“BRUCIATA VIVA” DI Suad

Non si può dimenticare una seconda pelle di schiava

Suad: uno pseudonimo per tutelare una donna coraggiosa, decisa a testimoniare la sua disgrazia nel tentativo di spingere chi subisce la schiavitù ad aver la forza di ribellarsi e a guardare verso un futuro che potrebbe essere migliore.

Nel 2006 sembra impensabile che in un piccolo villaggio nascere donna sia considerata una maledizione; invece ancora oggi, in un secolo in cui si professa la parità dei diritti e l’emancipazione femminile, esistono popoli che trattano le bestie meglio delle loro mogli, figlie e madri.
L’autrice tramanda la sua realtà: un passato di soprusi che l’ha costretta a condurre un’infanzia di terrore ed ignoranza, vittima di un codice di usi e consuetudini che vede l’uomo come padrone di tutto ciò che è tra le sue mura domestiche.

La casa è una prigione in cui si è costrette a condurre una vita di stenti, privazioni, umiliazioni e violenze; non una vita, ma una sopravvivenza in cui ogni notte, prima di addormentarsi, la donna si meraviglia di aver superato un’altra giornata e, pregando il suo Dio, chiede che il proprio corpo riesca a non piegarsi alle tante percosse che l’attenderanno il giorno dopo.
Come si può condurre un’esistenza nel terrore e nella speranza che il marito-padrone sia meno violento del proprio padre?

In questo minuscolo villaggio della Cisgiordania la legge degli uomini domina incontrastata, rendendo normali ed usuali atti disumani quali frustare, deturpare, violentare, legare, bastonare, lapidare, bruciare ed assassinare neonate.

----------

## Istruzione scritta a
Riscrivi il brano su «Bruciata viva», tutto ciò che va da "Suad: uno pseudonimo" giù fino a "sue mura domestiche.", sostituendo "villaggio" con "paese".
Il brano e le righe non hanno alcun legame tra loro.

----------

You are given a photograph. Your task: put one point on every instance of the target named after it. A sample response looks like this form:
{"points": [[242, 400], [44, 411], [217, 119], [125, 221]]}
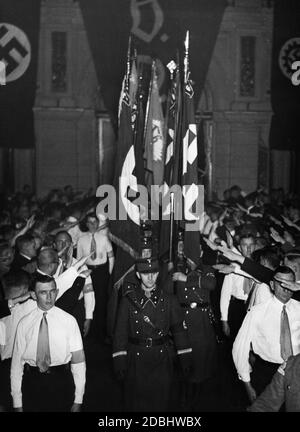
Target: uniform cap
{"points": [[147, 265]]}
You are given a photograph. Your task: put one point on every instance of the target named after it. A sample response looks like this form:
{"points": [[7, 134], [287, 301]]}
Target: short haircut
{"points": [[91, 215], [40, 278], [23, 241], [65, 233], [246, 236], [293, 257], [46, 256], [268, 254], [13, 282]]}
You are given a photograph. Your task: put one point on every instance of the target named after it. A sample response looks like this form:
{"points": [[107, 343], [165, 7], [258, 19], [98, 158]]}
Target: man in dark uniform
{"points": [[143, 352], [194, 298]]}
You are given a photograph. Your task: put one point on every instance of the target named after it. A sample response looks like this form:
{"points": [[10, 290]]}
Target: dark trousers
{"points": [[262, 373], [48, 392], [236, 315], [5, 396], [100, 278]]}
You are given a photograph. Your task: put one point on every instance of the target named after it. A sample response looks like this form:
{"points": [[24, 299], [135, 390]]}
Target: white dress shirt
{"points": [[233, 285], [103, 247], [75, 232], [2, 337], [260, 293], [88, 294], [11, 322], [64, 281], [261, 328], [64, 338]]}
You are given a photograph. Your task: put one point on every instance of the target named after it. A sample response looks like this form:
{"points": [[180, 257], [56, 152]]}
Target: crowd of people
{"points": [[174, 323]]}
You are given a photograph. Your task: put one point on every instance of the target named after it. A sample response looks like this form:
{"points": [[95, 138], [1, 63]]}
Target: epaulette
{"points": [[281, 368], [127, 288]]}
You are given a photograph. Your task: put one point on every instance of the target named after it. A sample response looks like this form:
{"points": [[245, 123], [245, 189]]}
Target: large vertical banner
{"points": [[19, 34], [285, 95], [158, 28]]}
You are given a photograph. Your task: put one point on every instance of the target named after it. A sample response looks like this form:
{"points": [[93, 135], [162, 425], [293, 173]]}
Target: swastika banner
{"points": [[19, 33], [285, 95], [158, 28]]}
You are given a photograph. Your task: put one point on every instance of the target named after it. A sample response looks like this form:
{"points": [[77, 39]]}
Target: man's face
{"points": [[92, 224], [6, 257], [30, 249], [294, 265], [45, 295], [62, 240], [247, 246], [281, 293], [148, 280]]}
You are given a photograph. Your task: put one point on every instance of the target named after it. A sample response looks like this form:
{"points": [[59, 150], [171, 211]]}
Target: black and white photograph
{"points": [[149, 210]]}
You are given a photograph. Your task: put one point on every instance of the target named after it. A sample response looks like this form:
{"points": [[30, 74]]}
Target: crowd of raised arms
{"points": [[57, 265]]}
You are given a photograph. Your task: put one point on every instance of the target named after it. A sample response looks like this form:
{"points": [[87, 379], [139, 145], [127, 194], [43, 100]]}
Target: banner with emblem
{"points": [[190, 179], [285, 91], [155, 134], [19, 34], [158, 28], [125, 229]]}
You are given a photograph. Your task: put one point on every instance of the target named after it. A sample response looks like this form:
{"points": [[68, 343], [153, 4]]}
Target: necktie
{"points": [[43, 359], [93, 248], [251, 297], [286, 349], [247, 284]]}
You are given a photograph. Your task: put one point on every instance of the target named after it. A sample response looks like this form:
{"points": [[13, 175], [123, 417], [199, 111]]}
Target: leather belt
{"points": [[149, 342], [52, 369], [236, 300], [194, 305], [91, 267]]}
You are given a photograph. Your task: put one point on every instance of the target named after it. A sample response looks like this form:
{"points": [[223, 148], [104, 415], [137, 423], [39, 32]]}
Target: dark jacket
{"points": [[284, 388]]}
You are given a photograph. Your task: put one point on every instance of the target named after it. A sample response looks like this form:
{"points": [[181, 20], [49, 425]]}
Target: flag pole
{"points": [[186, 55], [171, 227]]}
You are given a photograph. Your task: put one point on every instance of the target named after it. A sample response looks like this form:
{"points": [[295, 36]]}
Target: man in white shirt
{"points": [[63, 241], [48, 357], [101, 262], [262, 330], [15, 285]]}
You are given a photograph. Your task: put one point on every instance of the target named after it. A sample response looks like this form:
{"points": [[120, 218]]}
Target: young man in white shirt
{"points": [[48, 356], [101, 263], [261, 331]]}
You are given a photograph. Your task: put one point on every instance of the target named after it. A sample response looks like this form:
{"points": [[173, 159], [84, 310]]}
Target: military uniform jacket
{"points": [[149, 367], [284, 387], [194, 298]]}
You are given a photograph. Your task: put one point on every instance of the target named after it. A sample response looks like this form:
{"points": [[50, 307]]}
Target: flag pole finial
{"points": [[128, 56], [186, 54]]}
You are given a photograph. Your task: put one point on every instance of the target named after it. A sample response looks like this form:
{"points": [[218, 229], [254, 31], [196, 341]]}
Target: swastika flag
{"points": [[19, 33]]}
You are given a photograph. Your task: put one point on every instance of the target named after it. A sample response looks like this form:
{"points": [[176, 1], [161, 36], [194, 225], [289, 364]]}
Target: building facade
{"points": [[75, 143]]}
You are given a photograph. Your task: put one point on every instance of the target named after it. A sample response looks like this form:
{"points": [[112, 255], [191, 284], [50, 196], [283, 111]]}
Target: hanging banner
{"points": [[285, 90], [158, 28], [19, 34]]}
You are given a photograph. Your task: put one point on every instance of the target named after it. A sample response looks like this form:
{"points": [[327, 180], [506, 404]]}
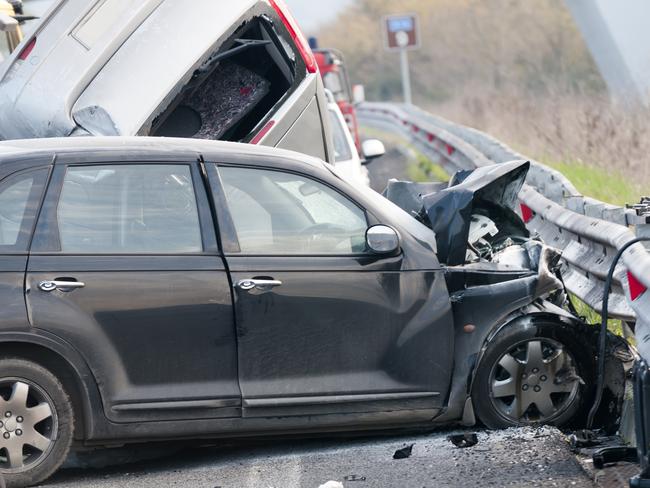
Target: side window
{"points": [[19, 199], [283, 213], [125, 209]]}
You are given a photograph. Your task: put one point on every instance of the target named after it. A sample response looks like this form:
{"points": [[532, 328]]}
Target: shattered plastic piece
{"points": [[354, 477], [404, 452], [466, 439], [332, 484]]}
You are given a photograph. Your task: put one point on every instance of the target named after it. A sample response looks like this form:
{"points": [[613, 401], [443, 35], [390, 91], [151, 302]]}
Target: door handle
{"points": [[51, 285], [259, 284]]}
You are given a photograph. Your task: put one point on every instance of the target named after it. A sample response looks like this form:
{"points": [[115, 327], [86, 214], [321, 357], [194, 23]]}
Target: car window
{"points": [[230, 94], [19, 196], [128, 209], [341, 147], [283, 213]]}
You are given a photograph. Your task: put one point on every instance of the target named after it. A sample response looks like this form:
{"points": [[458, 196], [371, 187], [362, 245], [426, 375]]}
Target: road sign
{"points": [[401, 32]]}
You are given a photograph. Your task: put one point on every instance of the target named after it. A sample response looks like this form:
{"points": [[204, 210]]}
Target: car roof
{"points": [[81, 42], [155, 148]]}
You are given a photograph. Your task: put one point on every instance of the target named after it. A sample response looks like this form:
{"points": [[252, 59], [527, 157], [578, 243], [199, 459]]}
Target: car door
{"points": [[124, 266], [322, 325]]}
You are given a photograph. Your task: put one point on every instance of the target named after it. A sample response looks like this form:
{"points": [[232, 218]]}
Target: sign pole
{"points": [[406, 75], [401, 34]]}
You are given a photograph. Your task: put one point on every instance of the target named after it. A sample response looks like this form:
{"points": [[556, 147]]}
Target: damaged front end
{"points": [[508, 301], [479, 236]]}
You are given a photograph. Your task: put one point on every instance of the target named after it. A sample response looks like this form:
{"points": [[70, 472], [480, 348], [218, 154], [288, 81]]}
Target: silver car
{"points": [[348, 162], [238, 71]]}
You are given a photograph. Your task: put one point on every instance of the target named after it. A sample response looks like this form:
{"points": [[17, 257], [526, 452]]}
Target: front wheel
{"points": [[534, 372], [36, 422]]}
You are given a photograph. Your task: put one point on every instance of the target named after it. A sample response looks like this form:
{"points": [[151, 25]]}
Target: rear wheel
{"points": [[36, 422], [533, 372]]}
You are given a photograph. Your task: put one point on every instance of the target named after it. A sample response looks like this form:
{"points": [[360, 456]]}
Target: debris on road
{"points": [[404, 452], [332, 484], [354, 477], [466, 439]]}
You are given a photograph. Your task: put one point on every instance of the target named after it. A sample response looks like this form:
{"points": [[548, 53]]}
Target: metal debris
{"points": [[467, 439], [404, 452]]}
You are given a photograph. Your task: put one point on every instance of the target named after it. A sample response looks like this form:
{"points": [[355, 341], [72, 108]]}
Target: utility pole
{"points": [[401, 34]]}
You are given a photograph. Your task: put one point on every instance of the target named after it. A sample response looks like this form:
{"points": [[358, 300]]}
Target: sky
{"points": [[311, 13]]}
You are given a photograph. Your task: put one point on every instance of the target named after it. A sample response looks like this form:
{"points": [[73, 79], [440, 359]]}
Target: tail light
{"points": [[636, 287], [263, 131], [527, 213], [27, 50], [296, 34]]}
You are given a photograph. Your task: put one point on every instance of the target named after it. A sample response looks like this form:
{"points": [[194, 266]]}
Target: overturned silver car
{"points": [[540, 365]]}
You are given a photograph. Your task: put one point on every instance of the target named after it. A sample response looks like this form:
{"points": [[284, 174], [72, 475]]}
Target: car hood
{"points": [[489, 190]]}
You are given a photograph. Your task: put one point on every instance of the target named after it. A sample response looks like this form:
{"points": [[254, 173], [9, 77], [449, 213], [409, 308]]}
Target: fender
{"points": [[90, 401]]}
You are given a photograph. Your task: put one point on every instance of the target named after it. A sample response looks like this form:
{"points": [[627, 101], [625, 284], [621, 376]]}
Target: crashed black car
{"points": [[171, 288]]}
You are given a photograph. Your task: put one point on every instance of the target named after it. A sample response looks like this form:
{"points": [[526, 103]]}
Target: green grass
{"points": [[423, 169], [592, 317], [607, 186]]}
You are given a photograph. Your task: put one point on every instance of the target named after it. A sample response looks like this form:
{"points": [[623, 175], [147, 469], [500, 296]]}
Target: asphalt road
{"points": [[516, 457]]}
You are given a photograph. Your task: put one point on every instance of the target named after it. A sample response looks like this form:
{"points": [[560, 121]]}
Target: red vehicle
{"points": [[335, 78]]}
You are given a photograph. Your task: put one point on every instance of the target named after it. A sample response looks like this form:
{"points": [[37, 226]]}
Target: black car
{"points": [[164, 288]]}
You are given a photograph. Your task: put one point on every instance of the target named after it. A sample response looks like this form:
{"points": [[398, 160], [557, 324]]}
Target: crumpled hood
{"points": [[448, 211]]}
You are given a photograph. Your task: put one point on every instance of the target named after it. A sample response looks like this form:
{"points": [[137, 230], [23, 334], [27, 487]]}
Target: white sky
{"points": [[311, 13]]}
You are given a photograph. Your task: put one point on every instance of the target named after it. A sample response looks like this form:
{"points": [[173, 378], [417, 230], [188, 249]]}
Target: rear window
{"points": [[236, 88]]}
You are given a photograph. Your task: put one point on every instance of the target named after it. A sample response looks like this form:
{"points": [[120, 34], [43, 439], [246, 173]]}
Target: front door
{"points": [[125, 267], [324, 326]]}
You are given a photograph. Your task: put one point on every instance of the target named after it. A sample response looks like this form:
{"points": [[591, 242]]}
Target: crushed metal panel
{"points": [[152, 66]]}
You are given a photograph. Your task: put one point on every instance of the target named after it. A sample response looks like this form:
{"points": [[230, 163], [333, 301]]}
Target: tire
{"points": [[37, 423], [535, 371]]}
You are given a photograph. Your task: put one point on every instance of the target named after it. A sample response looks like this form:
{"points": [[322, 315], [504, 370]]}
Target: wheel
{"points": [[534, 372], [36, 422]]}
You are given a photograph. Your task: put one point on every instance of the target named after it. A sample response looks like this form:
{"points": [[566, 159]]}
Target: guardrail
{"points": [[589, 232]]}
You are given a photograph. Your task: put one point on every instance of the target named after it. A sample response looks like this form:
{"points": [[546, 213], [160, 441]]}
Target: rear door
{"points": [[324, 326], [125, 267]]}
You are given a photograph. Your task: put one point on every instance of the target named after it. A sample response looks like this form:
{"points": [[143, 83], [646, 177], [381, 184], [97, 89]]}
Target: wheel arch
{"points": [[68, 366]]}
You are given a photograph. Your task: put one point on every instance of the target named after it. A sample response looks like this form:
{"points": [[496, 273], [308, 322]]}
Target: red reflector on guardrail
{"points": [[527, 213], [636, 287]]}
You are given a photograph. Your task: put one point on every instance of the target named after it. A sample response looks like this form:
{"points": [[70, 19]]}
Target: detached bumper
{"points": [[642, 422]]}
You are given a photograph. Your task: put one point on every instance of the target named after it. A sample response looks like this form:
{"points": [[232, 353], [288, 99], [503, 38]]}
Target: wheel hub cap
{"points": [[28, 425], [529, 385], [10, 425]]}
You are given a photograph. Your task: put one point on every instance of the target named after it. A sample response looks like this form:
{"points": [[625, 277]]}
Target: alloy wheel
{"points": [[534, 382]]}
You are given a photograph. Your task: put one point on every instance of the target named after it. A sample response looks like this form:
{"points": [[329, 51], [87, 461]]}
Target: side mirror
{"points": [[372, 149], [382, 239], [358, 94]]}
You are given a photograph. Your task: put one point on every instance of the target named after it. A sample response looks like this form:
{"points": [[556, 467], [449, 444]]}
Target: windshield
{"points": [[396, 214], [342, 151]]}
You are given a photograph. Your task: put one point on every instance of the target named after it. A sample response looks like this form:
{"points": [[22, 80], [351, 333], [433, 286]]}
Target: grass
{"points": [[592, 317], [607, 186]]}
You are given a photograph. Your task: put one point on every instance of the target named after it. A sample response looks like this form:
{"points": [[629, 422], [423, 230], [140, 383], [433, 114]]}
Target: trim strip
{"points": [[330, 399], [178, 405]]}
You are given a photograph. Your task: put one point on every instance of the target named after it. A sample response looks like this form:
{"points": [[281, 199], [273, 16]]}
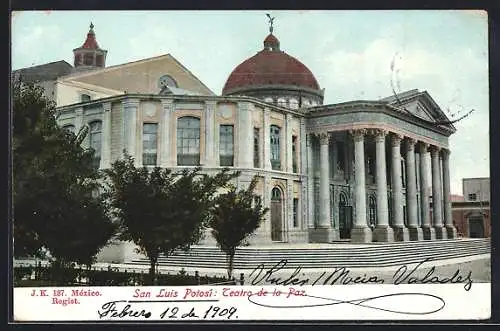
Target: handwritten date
{"points": [[124, 309]]}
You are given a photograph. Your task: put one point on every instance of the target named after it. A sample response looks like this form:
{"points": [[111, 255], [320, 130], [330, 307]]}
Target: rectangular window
{"points": [[226, 147], [149, 144], [294, 154], [256, 201], [85, 98], [188, 141], [95, 136], [295, 212], [275, 148], [256, 148], [403, 173]]}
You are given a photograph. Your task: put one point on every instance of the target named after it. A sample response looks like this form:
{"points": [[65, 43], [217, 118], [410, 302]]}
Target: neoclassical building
{"points": [[366, 170]]}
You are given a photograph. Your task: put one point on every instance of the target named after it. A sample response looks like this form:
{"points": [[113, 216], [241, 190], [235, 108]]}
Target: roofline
{"points": [[114, 67], [89, 86], [199, 98], [319, 110], [189, 71], [297, 88], [127, 64]]}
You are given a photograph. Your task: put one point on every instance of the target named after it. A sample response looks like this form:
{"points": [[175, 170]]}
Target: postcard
{"points": [[250, 166]]}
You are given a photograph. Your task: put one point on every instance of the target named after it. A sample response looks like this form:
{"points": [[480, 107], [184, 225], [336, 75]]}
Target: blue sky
{"points": [[349, 52]]}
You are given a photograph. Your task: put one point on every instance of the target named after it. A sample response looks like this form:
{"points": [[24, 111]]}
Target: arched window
{"points": [[276, 194], [372, 212], [95, 133], [282, 102], [69, 128], [188, 141], [275, 147]]}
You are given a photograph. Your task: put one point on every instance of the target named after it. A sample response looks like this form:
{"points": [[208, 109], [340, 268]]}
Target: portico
{"points": [[395, 190]]}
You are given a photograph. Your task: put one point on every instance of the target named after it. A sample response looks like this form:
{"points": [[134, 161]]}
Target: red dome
{"points": [[270, 67]]}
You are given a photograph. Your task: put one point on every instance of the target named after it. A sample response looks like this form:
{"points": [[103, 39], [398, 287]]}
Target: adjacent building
{"points": [[362, 170], [471, 212]]}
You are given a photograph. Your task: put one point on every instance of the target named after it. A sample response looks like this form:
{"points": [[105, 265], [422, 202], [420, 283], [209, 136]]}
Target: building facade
{"points": [[361, 171], [471, 212]]}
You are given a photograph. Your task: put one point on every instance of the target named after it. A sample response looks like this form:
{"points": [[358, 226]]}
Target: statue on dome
{"points": [[271, 21]]}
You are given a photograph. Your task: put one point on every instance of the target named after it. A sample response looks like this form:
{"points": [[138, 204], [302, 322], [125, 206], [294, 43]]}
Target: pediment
{"points": [[421, 105]]}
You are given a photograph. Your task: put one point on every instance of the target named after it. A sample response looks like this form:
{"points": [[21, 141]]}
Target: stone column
{"points": [[436, 195], [245, 135], [289, 145], [130, 110], [383, 232], [324, 229], [106, 136], [266, 202], [360, 233], [310, 182], [400, 231], [304, 185], [287, 236], [427, 229], [411, 192], [209, 133], [448, 218], [78, 120], [267, 137], [166, 157]]}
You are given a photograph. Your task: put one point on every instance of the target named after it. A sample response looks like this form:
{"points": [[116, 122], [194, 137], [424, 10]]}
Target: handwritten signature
{"points": [[343, 276], [428, 303]]}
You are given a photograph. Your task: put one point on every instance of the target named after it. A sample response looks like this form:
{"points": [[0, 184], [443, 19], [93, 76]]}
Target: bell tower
{"points": [[89, 56]]}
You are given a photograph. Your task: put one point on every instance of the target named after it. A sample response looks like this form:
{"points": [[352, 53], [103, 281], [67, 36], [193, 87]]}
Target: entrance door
{"points": [[276, 215], [345, 218], [476, 229]]}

----------

## Istruzione scritta b
Trascrivi ogni riga che contiene la stringa "silver", rispettando maiuscole e minuscole.

## Risposta al compito a
Suad: uno pseudonimo per tutelare una donna coraggiosa, decisa a testimoniare la sua disgrazia nel tentativo di spingere chi subisce la schiavitù ad aver la forza di ribellarsi e a guardare verso un futuro che potrebbe essere migliore.

Nel 2006 sembra impensabile che in un piccolo paese nascere donna sia considerata una maledizione; invece ancora oggi, in un secolo in cui si professa la parità dei diritti e l’emancipazione femminile, esistono popoli che trattano le bestie meglio delle loro mogli, figlie e madri.
L’autrice tramanda la sua realtà: un passato di soprusi che l’ha costretta a condurre un’infanzia di terrore ed ignoranza, vittima di un codice di usi e consuetudini che vede l’uomo come padrone di tutto ciò che è tra le sue mura domestiche.

## Risposta al compito b
Target: silver car
Target: overturned silver car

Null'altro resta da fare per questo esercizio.